### TASK DESCRIPTION
All lines containing the string "railing" must be copied from the entries.

### EXERCISE MATERIAL
* * * * * * *

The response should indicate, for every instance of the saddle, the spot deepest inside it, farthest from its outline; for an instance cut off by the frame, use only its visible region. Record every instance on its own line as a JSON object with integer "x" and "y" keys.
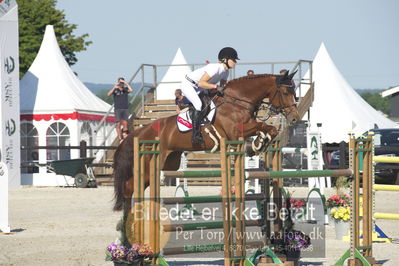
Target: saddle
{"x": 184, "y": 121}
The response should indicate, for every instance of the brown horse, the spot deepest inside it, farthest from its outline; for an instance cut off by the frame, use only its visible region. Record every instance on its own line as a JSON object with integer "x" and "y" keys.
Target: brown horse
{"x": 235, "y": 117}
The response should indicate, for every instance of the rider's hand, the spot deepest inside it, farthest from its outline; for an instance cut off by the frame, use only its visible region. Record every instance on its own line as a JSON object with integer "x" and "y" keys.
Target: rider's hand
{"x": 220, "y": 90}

* * * * * * *

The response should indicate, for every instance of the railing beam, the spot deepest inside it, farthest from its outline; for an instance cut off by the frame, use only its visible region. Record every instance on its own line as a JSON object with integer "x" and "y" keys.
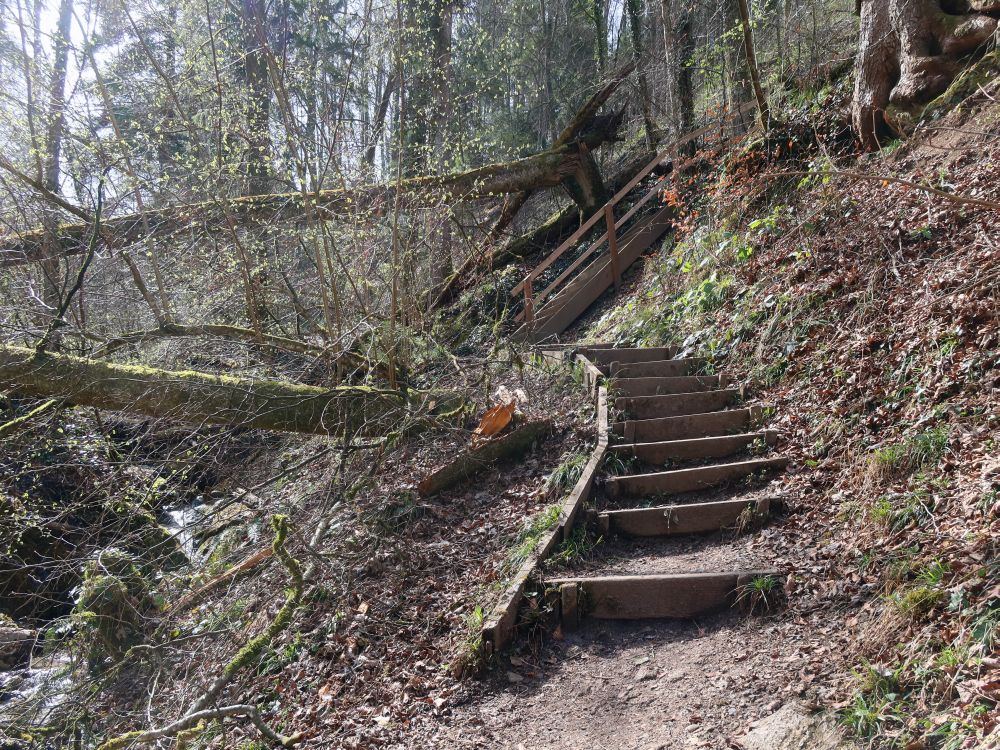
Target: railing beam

* * * * * * *

### WRITTEN ANSWER
The response should indicate, for every instance of the railing beam, the spot deepest inside it, farthest from its outline; for an instance cut off by the frame, use only its visible region. Record every instance on its own line as a JSON object with integer "x" and "y" keys.
Target: railing beam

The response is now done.